→ QUOTED TEXT
[BEGIN]

What does zero-copy actually copy zero of?

Zero refers to user-space copies. The kernel still reads from disk and writes to NIC, but it never copies the bytes into a process buffer and back out. DMA hardware moves them directly between page cache and the device.

Why does read() + write() do four copies?

Disk → kernel page cache (DMA), page cache → user buffer (CPU), user buffer → kernel socket buffer (CPU), socket buffer → NIC (DMA). The two CPU copies are pure overhead when the user never inspects the bytes.

Is sendfile() always faster than read()/write()?

For files larger than the L3 cache, yes — typically 2× throughput. For tiny files (under a few KB) the syscall overhead dominates and the gap shrinks. If you need to transform bytes (gzip, encrypt, template) you have to read them into user space anyway.

What's the difference between sendfile and splice?

sendfile is restricted to file → socket. splice works between any two descriptors as long as one end is a pipe — it moves pages by reference inside the kernel, so you can chain pipe-mediated splices for things like proxying.

Does TLS break zero-copy?

Plain sendfile, yes — the kernel can't encrypt for you. Linux's kTLS pushes encryption into the kernel so sendfile keeps working with HTTPS. Without kTLS you fall back to read + encrypt + write, four copies again.

Zero-Copy I/O — How sendfile, splice & io_uring Skip User Space

How zero-copy works

The textbook way to send a file over a socket is two syscalls: read(file_fd, buf, n) followed by write(socket_fd, buf, n). It looks innocent. Underneath, the kernel does four data movements and four context switches per chunk:

Disk → page cache (DMA). The disk controller drops bytes straight into kernel memory.

[END]

→ WRITTEN TASK
Summarize the text on zero-copy I/O in three sentences.

→ MATERIAL PROVIDED

[BEGIN]

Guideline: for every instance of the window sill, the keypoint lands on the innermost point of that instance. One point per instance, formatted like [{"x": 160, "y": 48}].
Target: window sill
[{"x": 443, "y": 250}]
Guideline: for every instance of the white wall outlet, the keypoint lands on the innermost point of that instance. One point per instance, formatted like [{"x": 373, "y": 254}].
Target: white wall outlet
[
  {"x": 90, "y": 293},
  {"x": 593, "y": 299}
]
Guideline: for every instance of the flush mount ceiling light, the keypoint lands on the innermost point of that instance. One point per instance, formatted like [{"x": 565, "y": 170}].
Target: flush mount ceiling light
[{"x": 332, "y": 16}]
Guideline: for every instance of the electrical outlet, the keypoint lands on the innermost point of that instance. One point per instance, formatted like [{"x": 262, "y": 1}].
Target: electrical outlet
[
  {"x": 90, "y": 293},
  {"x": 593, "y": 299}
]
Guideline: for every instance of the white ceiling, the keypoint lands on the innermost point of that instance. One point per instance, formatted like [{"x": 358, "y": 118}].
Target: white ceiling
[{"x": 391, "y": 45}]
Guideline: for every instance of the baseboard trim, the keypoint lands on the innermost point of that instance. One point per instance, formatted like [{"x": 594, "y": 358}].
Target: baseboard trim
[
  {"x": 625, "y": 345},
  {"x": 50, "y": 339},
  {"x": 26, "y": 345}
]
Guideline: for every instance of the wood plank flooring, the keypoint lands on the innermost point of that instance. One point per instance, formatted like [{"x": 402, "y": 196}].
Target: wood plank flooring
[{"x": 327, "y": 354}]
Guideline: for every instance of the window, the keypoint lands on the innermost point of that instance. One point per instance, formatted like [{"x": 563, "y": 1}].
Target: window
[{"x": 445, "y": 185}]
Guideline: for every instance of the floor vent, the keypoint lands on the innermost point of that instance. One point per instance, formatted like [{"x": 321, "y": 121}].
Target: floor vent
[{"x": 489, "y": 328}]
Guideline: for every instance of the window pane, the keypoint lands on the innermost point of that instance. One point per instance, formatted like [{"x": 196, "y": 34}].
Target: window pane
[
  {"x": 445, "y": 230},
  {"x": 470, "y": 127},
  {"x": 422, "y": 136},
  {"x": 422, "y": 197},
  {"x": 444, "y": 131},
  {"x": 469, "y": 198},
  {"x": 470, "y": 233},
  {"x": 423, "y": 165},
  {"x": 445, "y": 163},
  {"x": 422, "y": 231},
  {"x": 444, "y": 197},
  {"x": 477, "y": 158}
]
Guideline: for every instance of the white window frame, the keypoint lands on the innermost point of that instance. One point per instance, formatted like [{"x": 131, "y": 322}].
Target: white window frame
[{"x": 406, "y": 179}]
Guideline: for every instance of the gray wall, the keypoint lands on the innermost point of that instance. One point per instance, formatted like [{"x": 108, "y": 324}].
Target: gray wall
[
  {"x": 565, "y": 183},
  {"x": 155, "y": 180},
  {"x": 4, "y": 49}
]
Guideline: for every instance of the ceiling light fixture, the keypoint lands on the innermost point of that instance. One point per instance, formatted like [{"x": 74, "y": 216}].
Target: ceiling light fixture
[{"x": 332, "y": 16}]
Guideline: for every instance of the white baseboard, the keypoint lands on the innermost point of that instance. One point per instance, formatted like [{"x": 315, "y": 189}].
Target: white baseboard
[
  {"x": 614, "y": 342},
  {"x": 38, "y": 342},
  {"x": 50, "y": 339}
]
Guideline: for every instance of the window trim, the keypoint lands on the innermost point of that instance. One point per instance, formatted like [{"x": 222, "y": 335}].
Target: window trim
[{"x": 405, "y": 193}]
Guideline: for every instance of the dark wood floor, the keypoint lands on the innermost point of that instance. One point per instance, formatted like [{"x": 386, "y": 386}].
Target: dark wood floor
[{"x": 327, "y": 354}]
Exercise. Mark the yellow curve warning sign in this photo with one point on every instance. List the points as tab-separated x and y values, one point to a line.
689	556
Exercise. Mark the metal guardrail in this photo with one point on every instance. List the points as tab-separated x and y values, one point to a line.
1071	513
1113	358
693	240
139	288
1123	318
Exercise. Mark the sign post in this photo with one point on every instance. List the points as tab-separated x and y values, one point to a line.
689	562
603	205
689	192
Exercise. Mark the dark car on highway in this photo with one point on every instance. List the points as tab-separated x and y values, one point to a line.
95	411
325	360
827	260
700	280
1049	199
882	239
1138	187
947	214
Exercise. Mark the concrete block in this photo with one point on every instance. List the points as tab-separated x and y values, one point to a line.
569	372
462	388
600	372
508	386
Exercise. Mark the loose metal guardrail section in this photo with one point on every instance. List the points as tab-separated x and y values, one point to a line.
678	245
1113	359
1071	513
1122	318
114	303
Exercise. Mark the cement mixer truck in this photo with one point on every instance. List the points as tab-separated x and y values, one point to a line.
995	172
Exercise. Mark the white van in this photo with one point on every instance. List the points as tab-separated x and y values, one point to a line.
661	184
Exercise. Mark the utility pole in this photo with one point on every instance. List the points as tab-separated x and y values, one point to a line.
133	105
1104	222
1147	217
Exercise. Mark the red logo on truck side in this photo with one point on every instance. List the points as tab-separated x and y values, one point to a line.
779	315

[END]
[BEGIN]

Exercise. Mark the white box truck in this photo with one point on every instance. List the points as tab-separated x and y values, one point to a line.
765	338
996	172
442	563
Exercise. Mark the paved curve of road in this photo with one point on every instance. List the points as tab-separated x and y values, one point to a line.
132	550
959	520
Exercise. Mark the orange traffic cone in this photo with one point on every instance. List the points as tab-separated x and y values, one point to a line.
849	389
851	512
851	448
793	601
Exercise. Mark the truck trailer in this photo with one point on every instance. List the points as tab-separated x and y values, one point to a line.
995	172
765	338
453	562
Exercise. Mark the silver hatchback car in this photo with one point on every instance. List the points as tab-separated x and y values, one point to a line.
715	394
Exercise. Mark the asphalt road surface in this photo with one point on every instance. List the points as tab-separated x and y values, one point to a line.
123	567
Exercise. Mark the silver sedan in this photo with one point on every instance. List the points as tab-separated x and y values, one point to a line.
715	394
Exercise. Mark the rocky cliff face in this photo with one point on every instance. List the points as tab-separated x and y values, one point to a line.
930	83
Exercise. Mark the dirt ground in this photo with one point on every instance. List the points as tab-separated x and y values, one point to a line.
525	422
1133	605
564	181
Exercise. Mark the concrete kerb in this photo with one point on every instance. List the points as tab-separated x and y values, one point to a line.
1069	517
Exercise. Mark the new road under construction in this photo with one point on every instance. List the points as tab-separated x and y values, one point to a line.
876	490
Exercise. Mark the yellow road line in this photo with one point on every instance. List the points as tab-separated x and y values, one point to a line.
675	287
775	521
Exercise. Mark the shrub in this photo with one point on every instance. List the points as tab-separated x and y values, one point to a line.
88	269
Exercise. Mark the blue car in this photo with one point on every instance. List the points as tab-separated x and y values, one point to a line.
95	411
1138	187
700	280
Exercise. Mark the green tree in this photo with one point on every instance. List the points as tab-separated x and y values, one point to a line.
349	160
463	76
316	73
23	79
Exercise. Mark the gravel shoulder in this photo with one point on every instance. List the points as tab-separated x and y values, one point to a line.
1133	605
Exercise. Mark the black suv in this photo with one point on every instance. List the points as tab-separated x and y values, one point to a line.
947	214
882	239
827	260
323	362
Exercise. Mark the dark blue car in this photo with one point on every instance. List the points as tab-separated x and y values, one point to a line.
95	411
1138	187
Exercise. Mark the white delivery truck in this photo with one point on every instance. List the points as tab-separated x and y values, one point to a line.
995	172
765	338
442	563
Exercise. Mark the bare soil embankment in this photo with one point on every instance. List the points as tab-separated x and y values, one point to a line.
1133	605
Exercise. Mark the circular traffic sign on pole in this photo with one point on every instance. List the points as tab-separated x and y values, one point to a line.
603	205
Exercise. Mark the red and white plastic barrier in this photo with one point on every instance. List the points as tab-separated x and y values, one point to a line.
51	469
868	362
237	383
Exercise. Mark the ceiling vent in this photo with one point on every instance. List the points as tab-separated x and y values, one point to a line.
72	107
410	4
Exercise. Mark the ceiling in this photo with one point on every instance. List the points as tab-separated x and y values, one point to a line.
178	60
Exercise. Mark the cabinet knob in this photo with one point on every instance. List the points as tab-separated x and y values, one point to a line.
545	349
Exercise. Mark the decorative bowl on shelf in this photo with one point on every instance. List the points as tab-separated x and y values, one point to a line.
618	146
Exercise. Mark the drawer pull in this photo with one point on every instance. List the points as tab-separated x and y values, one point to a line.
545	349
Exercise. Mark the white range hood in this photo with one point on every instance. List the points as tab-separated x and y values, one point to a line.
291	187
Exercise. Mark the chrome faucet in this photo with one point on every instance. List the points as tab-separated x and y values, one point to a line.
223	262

[END]
[BEGIN]

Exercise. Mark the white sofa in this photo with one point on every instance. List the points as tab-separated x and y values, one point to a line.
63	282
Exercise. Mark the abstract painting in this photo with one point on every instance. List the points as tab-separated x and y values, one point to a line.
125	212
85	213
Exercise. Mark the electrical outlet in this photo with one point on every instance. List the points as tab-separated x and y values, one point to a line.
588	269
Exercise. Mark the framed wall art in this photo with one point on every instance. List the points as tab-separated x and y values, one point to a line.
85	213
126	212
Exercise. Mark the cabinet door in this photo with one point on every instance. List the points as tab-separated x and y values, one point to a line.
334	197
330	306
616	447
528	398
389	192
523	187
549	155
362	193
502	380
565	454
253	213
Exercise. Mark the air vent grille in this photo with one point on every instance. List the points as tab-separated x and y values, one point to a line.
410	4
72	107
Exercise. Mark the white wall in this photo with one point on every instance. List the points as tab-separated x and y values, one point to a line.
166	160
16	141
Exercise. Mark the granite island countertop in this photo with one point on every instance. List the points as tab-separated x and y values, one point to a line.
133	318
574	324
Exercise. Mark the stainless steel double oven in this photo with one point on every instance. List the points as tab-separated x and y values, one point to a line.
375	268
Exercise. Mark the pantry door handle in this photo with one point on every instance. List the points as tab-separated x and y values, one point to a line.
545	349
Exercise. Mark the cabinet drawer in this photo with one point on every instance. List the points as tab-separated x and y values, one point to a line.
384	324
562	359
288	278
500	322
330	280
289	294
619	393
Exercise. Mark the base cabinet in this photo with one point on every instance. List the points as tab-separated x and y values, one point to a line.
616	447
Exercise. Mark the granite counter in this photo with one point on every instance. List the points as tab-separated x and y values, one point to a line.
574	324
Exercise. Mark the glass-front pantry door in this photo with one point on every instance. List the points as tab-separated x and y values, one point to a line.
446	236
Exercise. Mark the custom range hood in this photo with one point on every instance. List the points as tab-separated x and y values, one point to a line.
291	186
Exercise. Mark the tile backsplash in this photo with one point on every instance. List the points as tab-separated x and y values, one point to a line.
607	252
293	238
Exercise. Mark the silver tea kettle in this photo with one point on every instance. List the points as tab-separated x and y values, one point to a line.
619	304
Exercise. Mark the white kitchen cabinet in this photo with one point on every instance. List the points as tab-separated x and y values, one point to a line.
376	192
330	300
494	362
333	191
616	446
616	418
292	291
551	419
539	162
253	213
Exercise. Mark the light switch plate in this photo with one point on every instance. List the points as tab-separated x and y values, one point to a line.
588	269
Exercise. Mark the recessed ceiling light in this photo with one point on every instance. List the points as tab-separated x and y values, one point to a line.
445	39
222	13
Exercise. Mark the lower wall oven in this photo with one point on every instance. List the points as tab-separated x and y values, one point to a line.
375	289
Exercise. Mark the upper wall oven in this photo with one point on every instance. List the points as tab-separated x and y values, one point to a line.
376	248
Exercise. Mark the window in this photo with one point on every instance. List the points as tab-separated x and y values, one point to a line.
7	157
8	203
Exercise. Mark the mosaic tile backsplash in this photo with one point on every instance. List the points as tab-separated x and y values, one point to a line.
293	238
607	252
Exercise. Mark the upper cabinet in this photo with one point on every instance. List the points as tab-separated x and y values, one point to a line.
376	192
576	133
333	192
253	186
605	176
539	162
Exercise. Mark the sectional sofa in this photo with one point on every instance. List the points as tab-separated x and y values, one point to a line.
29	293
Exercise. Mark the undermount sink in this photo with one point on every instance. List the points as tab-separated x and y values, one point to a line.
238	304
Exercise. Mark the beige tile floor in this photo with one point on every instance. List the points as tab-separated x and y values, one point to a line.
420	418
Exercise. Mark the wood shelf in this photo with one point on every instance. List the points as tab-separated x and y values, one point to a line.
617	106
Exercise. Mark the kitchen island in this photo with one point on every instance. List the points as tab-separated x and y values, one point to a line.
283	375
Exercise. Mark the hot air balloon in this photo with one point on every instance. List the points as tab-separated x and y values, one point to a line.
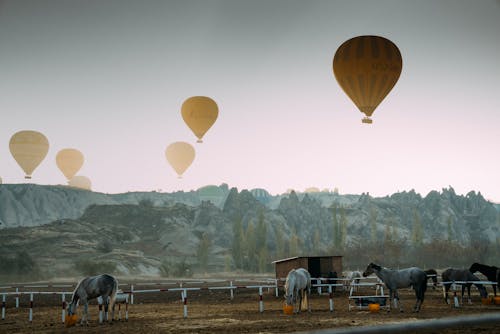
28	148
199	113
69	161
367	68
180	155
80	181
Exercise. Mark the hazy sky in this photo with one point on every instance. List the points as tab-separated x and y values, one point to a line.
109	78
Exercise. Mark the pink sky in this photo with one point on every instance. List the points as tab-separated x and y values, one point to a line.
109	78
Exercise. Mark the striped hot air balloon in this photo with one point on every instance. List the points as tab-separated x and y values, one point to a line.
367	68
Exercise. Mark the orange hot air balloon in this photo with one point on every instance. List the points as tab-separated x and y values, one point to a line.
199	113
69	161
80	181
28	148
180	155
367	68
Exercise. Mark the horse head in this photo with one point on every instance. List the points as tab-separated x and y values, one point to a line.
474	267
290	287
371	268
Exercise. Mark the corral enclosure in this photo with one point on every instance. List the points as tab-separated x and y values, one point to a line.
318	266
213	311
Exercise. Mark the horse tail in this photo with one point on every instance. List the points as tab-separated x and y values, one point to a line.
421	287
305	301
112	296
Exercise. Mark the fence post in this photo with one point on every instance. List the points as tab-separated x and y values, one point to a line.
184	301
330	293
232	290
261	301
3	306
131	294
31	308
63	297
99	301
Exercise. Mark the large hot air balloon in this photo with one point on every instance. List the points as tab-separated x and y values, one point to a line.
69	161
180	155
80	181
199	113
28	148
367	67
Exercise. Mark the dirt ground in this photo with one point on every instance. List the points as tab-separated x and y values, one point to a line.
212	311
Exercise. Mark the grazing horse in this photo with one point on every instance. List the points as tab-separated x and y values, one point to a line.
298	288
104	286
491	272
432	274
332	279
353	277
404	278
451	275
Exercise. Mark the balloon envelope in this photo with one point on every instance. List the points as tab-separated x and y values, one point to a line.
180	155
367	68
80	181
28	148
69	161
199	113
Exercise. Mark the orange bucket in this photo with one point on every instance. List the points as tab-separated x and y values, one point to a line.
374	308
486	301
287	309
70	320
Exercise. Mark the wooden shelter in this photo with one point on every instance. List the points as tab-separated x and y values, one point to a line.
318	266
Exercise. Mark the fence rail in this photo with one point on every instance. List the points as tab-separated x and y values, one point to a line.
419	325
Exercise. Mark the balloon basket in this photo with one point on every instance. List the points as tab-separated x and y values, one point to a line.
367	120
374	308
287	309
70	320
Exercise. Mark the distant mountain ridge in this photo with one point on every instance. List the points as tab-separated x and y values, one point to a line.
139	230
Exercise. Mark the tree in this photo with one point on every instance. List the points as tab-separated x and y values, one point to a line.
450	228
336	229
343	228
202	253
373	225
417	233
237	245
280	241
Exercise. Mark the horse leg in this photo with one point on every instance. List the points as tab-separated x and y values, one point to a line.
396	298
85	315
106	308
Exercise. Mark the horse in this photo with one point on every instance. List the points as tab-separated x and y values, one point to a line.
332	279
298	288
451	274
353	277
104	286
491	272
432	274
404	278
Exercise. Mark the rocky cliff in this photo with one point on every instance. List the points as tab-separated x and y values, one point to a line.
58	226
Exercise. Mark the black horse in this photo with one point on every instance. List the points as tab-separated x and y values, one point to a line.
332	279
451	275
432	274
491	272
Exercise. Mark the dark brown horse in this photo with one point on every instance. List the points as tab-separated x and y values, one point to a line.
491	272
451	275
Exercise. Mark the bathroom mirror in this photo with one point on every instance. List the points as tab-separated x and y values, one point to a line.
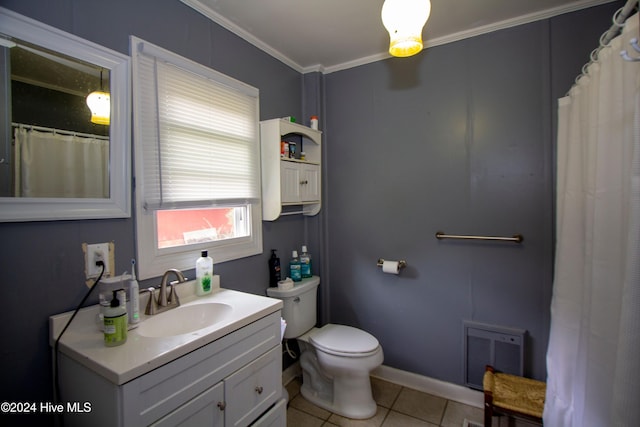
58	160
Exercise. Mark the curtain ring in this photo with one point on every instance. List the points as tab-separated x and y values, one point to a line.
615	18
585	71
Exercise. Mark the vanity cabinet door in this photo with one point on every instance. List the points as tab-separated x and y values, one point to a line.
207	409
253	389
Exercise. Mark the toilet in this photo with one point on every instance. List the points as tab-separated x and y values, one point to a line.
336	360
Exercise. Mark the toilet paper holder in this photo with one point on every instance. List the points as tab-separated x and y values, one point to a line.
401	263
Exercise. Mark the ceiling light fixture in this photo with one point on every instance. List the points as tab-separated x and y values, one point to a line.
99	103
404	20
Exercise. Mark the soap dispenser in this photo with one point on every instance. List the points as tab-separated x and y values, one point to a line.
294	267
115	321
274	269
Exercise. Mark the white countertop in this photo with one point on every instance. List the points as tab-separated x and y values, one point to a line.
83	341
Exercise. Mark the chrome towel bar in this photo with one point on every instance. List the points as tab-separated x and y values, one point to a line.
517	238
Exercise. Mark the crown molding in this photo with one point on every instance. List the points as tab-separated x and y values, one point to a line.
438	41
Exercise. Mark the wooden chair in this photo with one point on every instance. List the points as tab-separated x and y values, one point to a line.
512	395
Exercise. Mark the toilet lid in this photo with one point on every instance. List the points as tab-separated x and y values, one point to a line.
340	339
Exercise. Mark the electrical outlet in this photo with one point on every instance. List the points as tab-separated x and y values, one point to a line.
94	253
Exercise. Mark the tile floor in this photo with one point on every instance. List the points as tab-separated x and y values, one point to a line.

[END]

→ OUTPUT FOR THIS EXERCISE
Zero-copy I/O means the kernel never copies bytes into a process buffer and back out, because DMA hardware moves them directly between page cache and the device. A plain read() followed by write() makes four copies, and its two CPU copies are pure overhead when the user never inspects the bytes. sendfile typically doubles throughput for files larger than the L3 cache but gains less on tiny files, while splice works between any two descriptors if one end is a pipe, and Linux's kTLS keeps sendfile working under TLS by doing the encryption in the kernel.